#### Stated task:
Please retype the entries below, from the line with "Task: locate the parked car in" to the line with "column 48, row 154", including both of those lines and changing nothing.

#### Data listing:

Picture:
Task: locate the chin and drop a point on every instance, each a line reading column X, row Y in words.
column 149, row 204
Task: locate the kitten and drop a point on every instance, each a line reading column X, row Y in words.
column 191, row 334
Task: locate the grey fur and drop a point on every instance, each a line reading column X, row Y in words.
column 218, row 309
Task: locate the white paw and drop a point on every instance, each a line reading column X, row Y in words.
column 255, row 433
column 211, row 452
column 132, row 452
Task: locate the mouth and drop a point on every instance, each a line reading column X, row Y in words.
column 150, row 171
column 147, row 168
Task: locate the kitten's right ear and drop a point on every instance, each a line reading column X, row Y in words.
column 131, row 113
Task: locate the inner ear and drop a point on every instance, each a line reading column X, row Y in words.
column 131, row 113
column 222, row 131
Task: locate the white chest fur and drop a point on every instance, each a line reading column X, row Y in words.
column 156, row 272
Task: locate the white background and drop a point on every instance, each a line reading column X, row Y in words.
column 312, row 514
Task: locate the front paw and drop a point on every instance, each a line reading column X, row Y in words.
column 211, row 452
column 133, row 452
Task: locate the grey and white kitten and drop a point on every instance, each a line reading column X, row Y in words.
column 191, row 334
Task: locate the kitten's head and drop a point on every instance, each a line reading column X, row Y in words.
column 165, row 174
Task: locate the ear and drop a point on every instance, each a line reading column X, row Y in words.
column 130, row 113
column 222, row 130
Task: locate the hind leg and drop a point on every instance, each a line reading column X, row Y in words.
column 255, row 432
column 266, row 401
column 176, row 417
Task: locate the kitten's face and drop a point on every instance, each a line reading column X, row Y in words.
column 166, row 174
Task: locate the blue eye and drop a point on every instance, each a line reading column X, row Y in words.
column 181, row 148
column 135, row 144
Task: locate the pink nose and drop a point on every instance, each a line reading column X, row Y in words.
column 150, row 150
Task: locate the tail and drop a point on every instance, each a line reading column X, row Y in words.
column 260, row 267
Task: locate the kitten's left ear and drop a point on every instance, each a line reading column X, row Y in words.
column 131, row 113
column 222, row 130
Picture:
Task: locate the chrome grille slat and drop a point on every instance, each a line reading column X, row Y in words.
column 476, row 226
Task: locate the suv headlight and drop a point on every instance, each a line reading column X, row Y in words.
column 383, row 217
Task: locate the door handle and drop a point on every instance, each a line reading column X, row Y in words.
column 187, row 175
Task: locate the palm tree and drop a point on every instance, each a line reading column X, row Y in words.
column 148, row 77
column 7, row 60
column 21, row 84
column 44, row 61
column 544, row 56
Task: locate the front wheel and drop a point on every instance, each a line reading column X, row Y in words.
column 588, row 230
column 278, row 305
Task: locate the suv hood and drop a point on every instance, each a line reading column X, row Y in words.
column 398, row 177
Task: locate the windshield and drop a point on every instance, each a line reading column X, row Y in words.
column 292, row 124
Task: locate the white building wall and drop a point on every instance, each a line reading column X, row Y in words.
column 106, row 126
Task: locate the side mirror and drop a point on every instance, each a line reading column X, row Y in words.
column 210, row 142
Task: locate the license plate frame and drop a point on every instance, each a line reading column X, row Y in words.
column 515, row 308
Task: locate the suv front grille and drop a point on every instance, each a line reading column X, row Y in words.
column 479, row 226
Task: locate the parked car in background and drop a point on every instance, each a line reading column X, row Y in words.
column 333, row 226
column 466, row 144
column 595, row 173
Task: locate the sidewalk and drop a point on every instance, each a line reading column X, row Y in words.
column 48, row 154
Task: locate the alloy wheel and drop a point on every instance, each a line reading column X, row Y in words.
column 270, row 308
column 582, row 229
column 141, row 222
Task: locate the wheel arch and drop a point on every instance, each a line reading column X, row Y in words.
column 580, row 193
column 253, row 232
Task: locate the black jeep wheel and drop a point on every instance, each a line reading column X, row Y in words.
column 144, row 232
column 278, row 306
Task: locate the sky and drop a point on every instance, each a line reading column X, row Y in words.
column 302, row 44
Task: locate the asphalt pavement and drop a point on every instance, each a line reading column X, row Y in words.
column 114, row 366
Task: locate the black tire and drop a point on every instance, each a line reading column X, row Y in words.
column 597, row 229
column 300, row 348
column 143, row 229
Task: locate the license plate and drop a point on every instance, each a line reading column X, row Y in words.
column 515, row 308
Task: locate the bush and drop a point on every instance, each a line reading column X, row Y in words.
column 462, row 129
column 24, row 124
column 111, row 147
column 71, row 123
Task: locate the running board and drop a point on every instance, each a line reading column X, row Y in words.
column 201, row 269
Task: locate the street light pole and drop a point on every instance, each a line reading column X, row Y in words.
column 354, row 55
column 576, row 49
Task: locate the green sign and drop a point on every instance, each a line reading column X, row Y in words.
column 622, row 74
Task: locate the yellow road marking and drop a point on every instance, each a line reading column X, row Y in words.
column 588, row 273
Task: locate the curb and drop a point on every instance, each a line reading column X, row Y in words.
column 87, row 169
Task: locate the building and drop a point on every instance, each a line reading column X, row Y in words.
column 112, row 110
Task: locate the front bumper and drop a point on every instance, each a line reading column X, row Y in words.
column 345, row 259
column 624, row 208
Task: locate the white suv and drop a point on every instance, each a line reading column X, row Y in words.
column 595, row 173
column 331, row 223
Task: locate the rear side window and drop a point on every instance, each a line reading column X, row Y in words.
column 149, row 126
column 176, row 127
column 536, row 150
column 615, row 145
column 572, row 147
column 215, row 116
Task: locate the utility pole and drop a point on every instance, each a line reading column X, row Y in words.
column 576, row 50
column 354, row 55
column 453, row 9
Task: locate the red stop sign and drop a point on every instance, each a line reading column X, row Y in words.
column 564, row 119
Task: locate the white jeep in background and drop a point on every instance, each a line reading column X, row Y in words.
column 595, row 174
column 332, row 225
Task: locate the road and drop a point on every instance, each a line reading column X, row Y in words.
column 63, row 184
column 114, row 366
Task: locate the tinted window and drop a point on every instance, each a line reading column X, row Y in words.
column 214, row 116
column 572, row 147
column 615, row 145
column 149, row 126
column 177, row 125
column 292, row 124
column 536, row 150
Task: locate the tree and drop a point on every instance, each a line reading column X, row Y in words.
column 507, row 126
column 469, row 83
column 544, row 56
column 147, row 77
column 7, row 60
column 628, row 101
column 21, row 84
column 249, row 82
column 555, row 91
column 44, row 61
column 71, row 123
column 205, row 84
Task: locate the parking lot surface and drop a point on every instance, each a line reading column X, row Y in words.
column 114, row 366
...
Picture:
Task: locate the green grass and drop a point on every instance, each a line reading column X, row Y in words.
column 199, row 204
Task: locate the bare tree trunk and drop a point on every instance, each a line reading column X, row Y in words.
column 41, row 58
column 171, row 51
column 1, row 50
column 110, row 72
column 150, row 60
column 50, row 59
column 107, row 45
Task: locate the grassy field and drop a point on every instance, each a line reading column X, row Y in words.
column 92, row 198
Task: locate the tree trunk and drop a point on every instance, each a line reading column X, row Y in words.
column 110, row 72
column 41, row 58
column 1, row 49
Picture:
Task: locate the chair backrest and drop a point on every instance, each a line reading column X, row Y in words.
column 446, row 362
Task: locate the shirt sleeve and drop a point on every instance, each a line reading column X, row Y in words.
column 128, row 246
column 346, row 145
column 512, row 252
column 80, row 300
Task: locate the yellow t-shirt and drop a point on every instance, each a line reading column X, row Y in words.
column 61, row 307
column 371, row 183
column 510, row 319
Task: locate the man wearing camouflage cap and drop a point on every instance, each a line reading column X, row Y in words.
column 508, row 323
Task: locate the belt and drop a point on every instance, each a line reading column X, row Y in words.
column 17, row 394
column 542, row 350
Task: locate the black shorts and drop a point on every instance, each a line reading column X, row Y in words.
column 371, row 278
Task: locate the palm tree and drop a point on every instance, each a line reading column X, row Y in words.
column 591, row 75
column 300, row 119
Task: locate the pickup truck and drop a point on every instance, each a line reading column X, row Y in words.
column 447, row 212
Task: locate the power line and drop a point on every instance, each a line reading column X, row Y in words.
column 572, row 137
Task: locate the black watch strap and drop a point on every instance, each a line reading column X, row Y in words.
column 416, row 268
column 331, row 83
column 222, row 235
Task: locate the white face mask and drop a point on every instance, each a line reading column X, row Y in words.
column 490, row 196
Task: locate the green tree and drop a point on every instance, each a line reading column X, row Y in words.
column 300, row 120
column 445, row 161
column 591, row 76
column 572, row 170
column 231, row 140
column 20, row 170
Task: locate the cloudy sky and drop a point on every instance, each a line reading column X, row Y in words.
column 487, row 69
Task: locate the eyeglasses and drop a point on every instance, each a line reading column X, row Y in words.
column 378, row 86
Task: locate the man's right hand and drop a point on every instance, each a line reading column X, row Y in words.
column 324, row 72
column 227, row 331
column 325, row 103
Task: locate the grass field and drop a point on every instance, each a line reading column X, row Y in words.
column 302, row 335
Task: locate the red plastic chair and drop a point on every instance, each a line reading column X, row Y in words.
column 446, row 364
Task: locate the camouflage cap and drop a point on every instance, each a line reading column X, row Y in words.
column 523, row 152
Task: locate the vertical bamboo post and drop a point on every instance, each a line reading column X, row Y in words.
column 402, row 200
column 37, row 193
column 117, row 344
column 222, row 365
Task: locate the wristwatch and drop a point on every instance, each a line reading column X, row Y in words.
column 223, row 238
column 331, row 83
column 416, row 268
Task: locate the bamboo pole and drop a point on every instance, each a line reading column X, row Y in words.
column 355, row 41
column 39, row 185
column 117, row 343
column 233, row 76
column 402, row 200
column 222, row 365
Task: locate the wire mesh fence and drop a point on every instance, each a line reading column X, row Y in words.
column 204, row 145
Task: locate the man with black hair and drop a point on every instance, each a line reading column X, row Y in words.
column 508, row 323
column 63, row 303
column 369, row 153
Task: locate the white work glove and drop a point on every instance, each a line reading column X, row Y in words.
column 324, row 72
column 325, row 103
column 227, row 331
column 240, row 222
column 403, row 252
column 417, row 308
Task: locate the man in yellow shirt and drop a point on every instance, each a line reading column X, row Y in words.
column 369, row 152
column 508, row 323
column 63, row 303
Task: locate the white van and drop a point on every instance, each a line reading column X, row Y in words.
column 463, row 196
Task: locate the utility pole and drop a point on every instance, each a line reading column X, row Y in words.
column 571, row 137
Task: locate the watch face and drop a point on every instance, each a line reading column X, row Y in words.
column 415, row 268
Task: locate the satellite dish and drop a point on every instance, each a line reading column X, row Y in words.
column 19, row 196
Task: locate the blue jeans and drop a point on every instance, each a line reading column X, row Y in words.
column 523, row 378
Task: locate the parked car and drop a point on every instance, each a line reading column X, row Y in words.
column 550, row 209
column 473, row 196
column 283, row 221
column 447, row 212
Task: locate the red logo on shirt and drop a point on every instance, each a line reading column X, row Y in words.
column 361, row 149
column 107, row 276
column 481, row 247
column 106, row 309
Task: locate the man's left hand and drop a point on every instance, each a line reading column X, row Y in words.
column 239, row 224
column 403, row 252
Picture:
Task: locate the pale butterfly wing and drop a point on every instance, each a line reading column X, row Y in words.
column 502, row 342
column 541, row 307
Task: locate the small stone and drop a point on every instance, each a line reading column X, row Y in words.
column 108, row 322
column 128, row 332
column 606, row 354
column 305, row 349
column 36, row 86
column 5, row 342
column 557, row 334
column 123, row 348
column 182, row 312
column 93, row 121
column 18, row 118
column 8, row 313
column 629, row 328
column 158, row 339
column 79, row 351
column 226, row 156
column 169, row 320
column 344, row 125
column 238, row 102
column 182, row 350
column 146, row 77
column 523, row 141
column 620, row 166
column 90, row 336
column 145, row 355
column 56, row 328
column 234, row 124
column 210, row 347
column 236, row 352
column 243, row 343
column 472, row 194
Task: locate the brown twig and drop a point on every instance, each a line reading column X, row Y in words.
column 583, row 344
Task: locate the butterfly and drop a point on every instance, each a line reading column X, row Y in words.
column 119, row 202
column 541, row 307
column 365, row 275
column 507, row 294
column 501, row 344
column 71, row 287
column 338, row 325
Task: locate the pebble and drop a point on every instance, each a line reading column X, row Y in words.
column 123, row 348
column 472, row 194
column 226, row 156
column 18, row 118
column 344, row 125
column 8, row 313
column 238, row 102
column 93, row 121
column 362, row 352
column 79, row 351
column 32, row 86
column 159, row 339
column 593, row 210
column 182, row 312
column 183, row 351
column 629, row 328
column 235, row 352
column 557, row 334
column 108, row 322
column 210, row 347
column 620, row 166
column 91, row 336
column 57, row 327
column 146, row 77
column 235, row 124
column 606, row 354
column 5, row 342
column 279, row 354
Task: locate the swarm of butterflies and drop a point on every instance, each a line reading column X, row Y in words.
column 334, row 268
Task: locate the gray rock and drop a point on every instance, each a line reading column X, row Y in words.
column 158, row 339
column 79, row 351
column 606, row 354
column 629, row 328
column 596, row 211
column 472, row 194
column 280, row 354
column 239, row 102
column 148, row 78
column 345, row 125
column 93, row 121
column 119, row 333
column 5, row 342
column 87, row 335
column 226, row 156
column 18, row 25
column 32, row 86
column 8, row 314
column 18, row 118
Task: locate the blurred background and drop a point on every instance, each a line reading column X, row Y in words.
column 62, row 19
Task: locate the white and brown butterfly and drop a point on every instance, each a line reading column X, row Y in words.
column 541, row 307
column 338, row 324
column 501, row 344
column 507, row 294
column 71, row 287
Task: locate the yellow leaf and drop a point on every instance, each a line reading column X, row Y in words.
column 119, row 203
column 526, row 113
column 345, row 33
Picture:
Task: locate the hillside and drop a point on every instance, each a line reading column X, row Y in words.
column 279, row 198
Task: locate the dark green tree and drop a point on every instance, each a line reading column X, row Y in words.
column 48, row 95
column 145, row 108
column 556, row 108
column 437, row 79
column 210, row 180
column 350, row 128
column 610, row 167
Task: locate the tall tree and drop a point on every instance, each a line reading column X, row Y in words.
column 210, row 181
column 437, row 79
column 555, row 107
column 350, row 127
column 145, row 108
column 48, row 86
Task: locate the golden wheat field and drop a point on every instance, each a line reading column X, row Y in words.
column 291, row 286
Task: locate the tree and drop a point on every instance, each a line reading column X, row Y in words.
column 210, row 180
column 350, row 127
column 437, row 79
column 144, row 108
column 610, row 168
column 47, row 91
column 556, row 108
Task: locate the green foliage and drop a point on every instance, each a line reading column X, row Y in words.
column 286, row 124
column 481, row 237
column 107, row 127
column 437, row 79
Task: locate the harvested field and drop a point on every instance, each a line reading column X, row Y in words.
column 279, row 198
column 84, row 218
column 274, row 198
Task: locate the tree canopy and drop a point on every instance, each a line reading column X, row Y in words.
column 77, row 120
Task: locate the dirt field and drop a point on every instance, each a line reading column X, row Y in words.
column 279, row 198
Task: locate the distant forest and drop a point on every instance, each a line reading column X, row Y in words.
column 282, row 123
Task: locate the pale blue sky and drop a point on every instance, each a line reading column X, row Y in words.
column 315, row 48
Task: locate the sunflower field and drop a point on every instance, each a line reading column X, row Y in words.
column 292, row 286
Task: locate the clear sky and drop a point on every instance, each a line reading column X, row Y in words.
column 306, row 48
...
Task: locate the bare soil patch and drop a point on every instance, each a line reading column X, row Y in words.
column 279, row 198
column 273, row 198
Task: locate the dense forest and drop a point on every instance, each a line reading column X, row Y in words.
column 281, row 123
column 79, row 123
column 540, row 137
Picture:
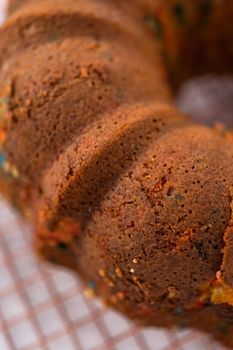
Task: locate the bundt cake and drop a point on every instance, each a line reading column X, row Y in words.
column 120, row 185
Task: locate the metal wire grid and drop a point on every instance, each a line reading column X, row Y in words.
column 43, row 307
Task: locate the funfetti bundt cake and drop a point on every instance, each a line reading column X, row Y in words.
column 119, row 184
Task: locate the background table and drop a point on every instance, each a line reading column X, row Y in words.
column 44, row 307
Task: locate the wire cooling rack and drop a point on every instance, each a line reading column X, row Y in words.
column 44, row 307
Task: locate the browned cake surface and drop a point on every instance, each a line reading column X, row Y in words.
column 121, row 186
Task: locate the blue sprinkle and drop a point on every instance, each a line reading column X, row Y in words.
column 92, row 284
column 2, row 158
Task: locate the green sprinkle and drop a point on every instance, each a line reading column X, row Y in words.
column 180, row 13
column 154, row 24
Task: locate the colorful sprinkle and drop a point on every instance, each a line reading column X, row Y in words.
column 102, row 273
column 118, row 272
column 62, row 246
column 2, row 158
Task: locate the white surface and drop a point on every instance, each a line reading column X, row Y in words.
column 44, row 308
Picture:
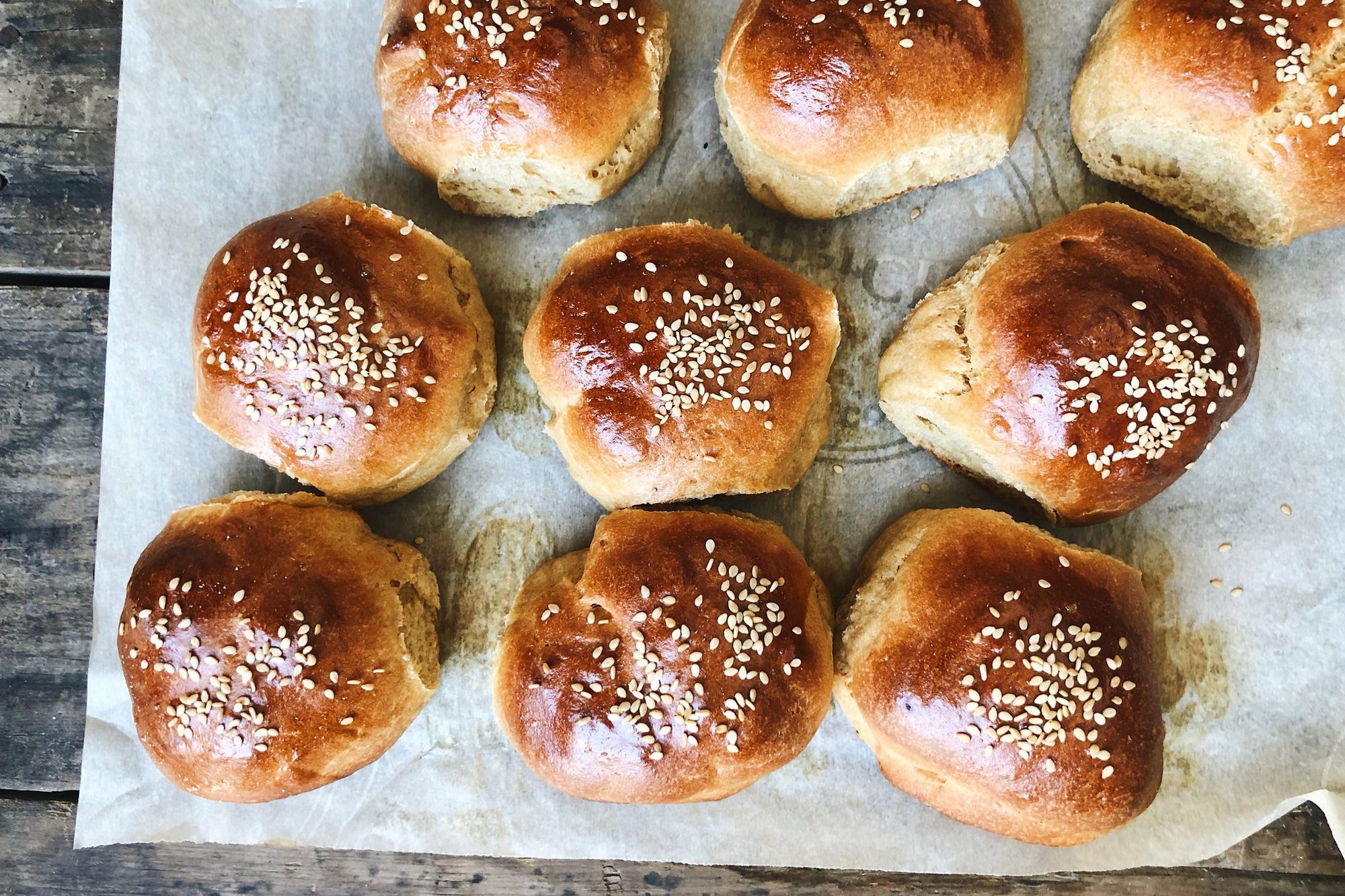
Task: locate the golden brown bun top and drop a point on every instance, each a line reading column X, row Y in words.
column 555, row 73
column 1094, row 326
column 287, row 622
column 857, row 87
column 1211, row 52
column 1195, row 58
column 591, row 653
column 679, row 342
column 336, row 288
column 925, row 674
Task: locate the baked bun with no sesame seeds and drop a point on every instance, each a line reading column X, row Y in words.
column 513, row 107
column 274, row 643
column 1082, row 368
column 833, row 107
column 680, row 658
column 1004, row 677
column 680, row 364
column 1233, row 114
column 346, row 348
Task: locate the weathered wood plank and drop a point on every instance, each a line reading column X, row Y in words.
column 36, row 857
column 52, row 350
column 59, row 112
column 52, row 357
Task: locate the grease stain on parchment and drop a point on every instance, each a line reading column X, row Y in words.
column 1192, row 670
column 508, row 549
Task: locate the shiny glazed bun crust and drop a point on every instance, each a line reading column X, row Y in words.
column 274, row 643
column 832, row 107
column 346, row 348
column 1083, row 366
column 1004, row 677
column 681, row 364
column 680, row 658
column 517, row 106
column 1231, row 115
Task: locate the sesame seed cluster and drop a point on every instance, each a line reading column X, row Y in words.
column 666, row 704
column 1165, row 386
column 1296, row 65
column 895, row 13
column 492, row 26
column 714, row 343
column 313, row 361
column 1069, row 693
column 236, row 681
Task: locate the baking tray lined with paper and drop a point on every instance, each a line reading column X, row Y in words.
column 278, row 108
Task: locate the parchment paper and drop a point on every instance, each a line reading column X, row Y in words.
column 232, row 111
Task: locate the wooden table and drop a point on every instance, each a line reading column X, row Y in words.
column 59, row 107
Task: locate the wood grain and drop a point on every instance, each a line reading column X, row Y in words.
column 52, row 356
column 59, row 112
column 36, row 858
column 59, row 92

#### Complete output:
Task: locate the parked car in background and drop a point on every instance, each a line reading column X, row Y in words.
column 333, row 226
column 466, row 144
column 595, row 173
Task: locate the sidewalk and drop a point on every instance, each a line reading column X, row Y in words.
column 48, row 154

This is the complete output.